**Your goal**
Retype all of the data exactly as given.

**Exercise input**

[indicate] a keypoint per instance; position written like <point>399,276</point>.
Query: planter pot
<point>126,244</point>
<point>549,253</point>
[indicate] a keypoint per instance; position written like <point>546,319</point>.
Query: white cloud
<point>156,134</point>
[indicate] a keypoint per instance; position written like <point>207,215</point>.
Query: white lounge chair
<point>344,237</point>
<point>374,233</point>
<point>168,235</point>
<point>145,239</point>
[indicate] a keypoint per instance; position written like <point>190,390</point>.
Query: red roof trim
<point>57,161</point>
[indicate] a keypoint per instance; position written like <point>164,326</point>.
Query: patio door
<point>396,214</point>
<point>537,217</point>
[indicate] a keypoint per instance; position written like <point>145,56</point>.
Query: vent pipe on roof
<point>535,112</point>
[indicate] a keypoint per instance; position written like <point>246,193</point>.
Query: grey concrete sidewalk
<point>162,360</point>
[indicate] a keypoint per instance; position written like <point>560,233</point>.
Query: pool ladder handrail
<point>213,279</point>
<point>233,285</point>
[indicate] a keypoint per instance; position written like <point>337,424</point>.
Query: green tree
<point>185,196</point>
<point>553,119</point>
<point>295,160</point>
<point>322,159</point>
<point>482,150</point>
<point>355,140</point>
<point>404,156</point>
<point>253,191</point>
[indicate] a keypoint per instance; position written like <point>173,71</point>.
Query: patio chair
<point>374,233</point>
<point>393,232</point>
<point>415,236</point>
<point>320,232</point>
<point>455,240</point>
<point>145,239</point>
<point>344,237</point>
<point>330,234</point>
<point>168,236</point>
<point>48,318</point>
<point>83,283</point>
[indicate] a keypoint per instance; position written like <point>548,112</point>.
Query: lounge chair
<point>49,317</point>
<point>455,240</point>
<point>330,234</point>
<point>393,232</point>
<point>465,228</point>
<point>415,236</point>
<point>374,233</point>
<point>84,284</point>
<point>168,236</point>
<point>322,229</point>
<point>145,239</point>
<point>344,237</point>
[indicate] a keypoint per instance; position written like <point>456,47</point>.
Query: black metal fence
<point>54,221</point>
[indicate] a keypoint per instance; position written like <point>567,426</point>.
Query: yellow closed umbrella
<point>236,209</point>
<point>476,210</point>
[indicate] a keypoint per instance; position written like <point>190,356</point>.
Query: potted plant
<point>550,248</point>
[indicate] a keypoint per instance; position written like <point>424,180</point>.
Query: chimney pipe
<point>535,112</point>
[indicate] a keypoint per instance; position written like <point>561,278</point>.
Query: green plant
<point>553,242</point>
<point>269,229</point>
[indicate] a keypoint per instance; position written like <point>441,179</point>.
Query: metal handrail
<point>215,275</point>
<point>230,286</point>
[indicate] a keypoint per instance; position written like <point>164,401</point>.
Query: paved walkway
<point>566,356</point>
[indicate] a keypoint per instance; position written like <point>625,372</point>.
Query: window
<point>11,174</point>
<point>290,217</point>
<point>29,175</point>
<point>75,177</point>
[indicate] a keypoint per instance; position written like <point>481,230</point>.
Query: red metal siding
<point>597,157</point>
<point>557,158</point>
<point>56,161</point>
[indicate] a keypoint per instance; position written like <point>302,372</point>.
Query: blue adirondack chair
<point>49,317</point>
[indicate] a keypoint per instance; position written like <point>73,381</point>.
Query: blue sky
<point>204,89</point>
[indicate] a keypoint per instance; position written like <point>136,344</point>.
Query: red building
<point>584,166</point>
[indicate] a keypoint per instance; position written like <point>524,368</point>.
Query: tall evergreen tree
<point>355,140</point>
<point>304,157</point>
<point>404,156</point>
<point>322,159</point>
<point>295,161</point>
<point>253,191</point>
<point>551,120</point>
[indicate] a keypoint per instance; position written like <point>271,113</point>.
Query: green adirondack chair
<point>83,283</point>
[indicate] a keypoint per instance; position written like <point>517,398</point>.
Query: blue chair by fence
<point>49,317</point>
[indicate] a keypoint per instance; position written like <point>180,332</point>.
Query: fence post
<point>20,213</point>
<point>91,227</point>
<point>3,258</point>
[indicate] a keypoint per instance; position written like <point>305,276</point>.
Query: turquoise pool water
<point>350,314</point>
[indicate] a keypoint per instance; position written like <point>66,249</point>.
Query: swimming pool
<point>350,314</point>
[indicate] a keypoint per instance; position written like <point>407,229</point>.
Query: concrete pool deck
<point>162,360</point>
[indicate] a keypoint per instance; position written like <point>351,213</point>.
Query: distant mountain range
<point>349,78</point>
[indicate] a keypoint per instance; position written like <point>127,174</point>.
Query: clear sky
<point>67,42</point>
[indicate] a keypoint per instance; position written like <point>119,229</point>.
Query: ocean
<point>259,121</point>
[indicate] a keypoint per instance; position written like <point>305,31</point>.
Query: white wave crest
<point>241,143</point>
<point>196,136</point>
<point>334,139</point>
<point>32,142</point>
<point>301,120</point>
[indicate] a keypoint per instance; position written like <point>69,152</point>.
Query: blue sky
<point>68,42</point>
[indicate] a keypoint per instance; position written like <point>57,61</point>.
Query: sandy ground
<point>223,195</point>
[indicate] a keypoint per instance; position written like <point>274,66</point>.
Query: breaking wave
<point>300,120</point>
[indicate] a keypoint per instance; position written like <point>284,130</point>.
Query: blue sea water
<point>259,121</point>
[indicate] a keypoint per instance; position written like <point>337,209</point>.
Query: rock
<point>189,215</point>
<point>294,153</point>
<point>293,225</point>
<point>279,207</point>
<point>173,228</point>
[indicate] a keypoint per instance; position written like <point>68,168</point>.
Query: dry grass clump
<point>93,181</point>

**Result of this task**
[indicate] a keypoint per instance; position written like <point>399,276</point>.
Query: planter pot
<point>126,244</point>
<point>549,253</point>
[indicate] a keypoint per instance; position written like <point>546,319</point>.
Query: white cloud
<point>156,134</point>
[indicate] a keypoint per instance; position written like <point>207,215</point>.
Query: white lounge chair
<point>344,237</point>
<point>374,233</point>
<point>168,235</point>
<point>145,239</point>
[indicate] a keypoint per instance; position written like <point>190,390</point>.
Query: red roof trim
<point>57,161</point>
[indicate] a keypoint per instance; position written like <point>164,326</point>.
Query: patio door
<point>396,214</point>
<point>537,217</point>
[indicate] a keypoint per instance; position written like <point>145,56</point>.
Query: vent pipe on roof
<point>535,112</point>
[indicate] a keypoint per instance; position written like <point>246,193</point>.
Query: grey concrete sidewalk
<point>162,360</point>
[indicate] a keypoint per instance; position written like <point>560,233</point>.
Query: pool ladder handrail
<point>213,279</point>
<point>233,285</point>
[indicate] a keypoint per instance; position written like <point>337,424</point>.
Query: green tree
<point>185,196</point>
<point>553,119</point>
<point>295,160</point>
<point>322,159</point>
<point>482,150</point>
<point>355,140</point>
<point>404,156</point>
<point>253,191</point>
[indicate] a keypoint per instance; position written like <point>173,71</point>.
Query: patio chair
<point>374,233</point>
<point>393,232</point>
<point>415,236</point>
<point>320,232</point>
<point>455,240</point>
<point>145,239</point>
<point>344,237</point>
<point>330,234</point>
<point>168,236</point>
<point>48,318</point>
<point>83,283</point>
[indicate] a keypoint per instance; position written like <point>548,112</point>.
Query: lounge chair
<point>49,317</point>
<point>455,240</point>
<point>330,234</point>
<point>393,232</point>
<point>465,228</point>
<point>415,236</point>
<point>374,233</point>
<point>84,284</point>
<point>168,236</point>
<point>322,229</point>
<point>145,239</point>
<point>344,237</point>
[indicate] a keypoint per instance; position written like <point>456,47</point>.
Query: black metal fence
<point>54,221</point>
[indicate] a keypoint per instance; position written like <point>567,426</point>.
Query: yellow closed umbrella
<point>236,209</point>
<point>476,210</point>
[indicate] a keypoint per instance; position written like <point>190,356</point>.
Query: potted plant
<point>550,248</point>
[indicate] a keypoint per instance; position written like <point>424,180</point>.
Query: chimney pipe
<point>535,112</point>
[indicate] a keypoint per instance; position written like <point>561,278</point>.
Query: green plant
<point>553,242</point>
<point>269,229</point>
[indicate] a keypoint per instance; position written like <point>441,179</point>.
Query: metal handrail
<point>215,275</point>
<point>230,286</point>
[indicate] a keypoint per instance; position written like <point>164,401</point>.
Query: paved walkway
<point>566,356</point>
[indicate] a keypoint per instance; position written like <point>625,372</point>.
Query: window
<point>11,174</point>
<point>290,217</point>
<point>29,175</point>
<point>75,177</point>
[indicate] a keypoint per instance; position written like <point>481,230</point>.
Query: red metal siding
<point>597,157</point>
<point>557,158</point>
<point>56,161</point>
[indicate] a keypoint per instance; position written like <point>302,372</point>.
Query: blue adirondack chair
<point>49,317</point>
[indicate] a keypoint per instance; position written like <point>73,381</point>.
Query: blue sky
<point>204,89</point>
[indicate] a keypoint per instance; position written like <point>136,344</point>.
Query: red building
<point>584,166</point>
[indicate] a keypoint per instance; position written like <point>524,368</point>.
Query: tall evergreen tree
<point>355,140</point>
<point>304,157</point>
<point>404,156</point>
<point>322,159</point>
<point>295,161</point>
<point>253,191</point>
<point>551,120</point>
[indicate] a keypoint per instance; position written like <point>271,113</point>.
Query: green adirondack chair
<point>83,283</point>
[indicate] a keypoint per instance; position written like <point>517,398</point>.
Query: blue chair by fence
<point>49,317</point>
[indicate] a keypoint per instance; position written like <point>180,332</point>.
Query: fence post
<point>20,213</point>
<point>91,227</point>
<point>3,258</point>
[indicate] a keypoint per instance; position written like <point>305,276</point>.
Query: turquoise pool water
<point>350,314</point>
[indicate] a keypoint per instance; position written like <point>66,249</point>.
Query: swimming pool
<point>350,314</point>
[indicate] a keypoint per instance; position written like <point>407,229</point>.
Query: concrete pool deck
<point>162,360</point>
[indicate] a keypoint per instance; position written like <point>351,213</point>.
Query: distant mountain range
<point>349,78</point>
[indicate] a keypoint per instance; position written like <point>127,174</point>.
Query: clear sky
<point>67,42</point>
[indicate] a keypoint per instance; position written like <point>119,229</point>.
Query: ocean
<point>259,121</point>
[indicate] a keypoint per instance; position written like <point>305,31</point>.
Query: white wave crest
<point>241,143</point>
<point>196,136</point>
<point>334,139</point>
<point>32,142</point>
<point>301,120</point>
[indicate] a keypoint per instance; position written like <point>69,152</point>.
Query: blue sky
<point>68,42</point>
[indicate] a keypoint per instance; position written like <point>57,61</point>.
Query: sandy ground
<point>223,195</point>
[indicate] a keypoint per instance; position written like <point>274,66</point>.
Query: breaking wave
<point>300,120</point>
[indicate] a keypoint per instance; position written like <point>284,130</point>.
Query: blue sea water
<point>259,121</point>
[indicate] a keypoint per instance; position written like <point>337,209</point>.
Query: rock
<point>189,215</point>
<point>294,153</point>
<point>293,225</point>
<point>279,207</point>
<point>173,228</point>
[indicate] a keypoint per instance; position written like <point>68,168</point>.
Query: dry grass clump
<point>93,181</point>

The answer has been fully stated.